> [Problem set]:
**1)** According to the article on phosphorus, about how much of the human body is phosphorus by weight?
**2)** Using the article on phosphorus, explain why phosphorus is not readily available to plants in the environment.
**3)** Continue the article on phosphorus from its final sentence.
Selected text: Begin
Supporting article A: In their hunger for greater produce, humans have in fact ‘short-circuited’ the phosphorus cycle by packaging guano and igneous rocks as ‘fertilizer’
P addiction, overdose and eutrophication Daniel Collins Oct 09
We have an addiction problem. The craving for P goes right down to our bones and DNA. I’m not talking about methamphetamines, but phosphorus.
We are about 1% phosphorus, by weight. Written as ‘P’ in chemical shorthand, it is an essential building block for proteins and bones, and central to our internal energy production. While we could suffer from osteoporosis or hypertension with too much, too little and we might experience bone pain and weight loss. Our addiction is genetically encoded.
Plants are addicted to P too, but it’s not readily available in the environment. It doesn’t have a common gaseous form like carbon, oxygen or nitrogen. When on the Earth’s surface, it is generally just headed for the next geological burial ground, where it would wait to be uplifted tectonically before again seeing the light of day.
Selected text: End
Input data: Begin
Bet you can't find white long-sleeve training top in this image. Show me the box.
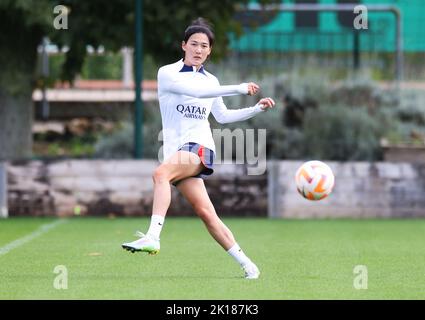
[158,60,263,160]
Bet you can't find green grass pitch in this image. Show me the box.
[0,217,425,300]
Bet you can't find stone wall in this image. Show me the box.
[7,160,267,216]
[6,160,425,218]
[268,161,425,218]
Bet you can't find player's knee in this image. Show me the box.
[195,205,215,225]
[152,167,170,184]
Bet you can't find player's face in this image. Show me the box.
[182,33,211,68]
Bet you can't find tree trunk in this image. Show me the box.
[0,89,33,160]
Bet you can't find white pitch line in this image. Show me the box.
[0,219,68,256]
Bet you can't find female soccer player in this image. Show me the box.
[122,18,275,279]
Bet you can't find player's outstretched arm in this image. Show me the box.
[158,69,260,98]
[211,98,275,124]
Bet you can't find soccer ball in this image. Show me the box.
[295,160,335,200]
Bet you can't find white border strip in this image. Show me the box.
[0,219,68,256]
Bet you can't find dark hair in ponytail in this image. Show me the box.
[183,18,214,47]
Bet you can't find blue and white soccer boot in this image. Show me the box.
[242,261,260,279]
[121,231,160,255]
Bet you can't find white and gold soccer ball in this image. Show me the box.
[295,160,335,200]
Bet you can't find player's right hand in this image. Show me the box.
[248,82,260,96]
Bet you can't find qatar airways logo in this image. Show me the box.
[176,104,207,120]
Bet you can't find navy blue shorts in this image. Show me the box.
[173,142,215,185]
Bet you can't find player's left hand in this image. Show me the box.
[258,98,276,110]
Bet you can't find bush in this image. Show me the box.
[302,106,383,161]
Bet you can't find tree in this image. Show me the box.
[0,0,273,159]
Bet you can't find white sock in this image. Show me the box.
[227,243,251,266]
[147,214,165,240]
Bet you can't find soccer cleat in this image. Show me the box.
[121,231,160,255]
[242,262,260,279]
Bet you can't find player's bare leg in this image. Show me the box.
[177,178,260,279]
[122,151,203,254]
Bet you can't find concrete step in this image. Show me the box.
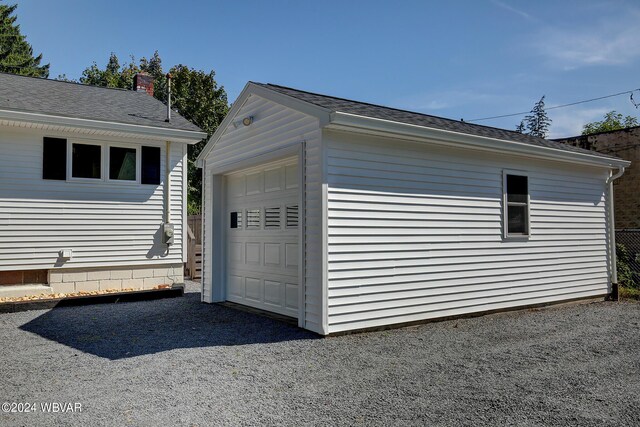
Input data: End
> [Responses by item number]:
**1)** About 1%.

**2)** Unlike carbon, oxygen or nitrogen, phosphorus has no common gaseous form. On the Earth's surface it generally moves toward the next geological burial ground, where it waits to be uplifted tectonically before reaching the surface again.

**3)**
But as humans have increased in number, seeking ever more food from the land, we have short circuited P’s biogeochemical cycle. We have excavated it from guano-encrusted islands and igneous rocks around the world, to be packaged into fertiliser for our farms.
While fertilisers have provided us with more nourishment, it has done the same for natural ecosystems. The P that is applied to farms doesn’t all stay there, nor does the P that we eat. Much of it makes its way to streams and lakes where it fertilises more growth, more photosynthetic production. And just as too much P causes problems for human health, so too does it cause problems for streams and lakes.
High levels of P in freshwater ecosystems tend to support higher amounts of algae. But if their numbers are not kept in check by being on another critter’s menu, they will change the demographics of the freshwater ecosystem. Fewer trout. More aquatic weeds. Even a greater incidence of neurotoxins from algal blooms. This is what eutrophication is all about – an abundance of nutrients, and from some perspectives, an over-abundance.
Eutrophication is the obesity epidemic of inland and coastal waters. What that means to us is less fishing, less swimming and generally less enjoyment from natural ecosystems.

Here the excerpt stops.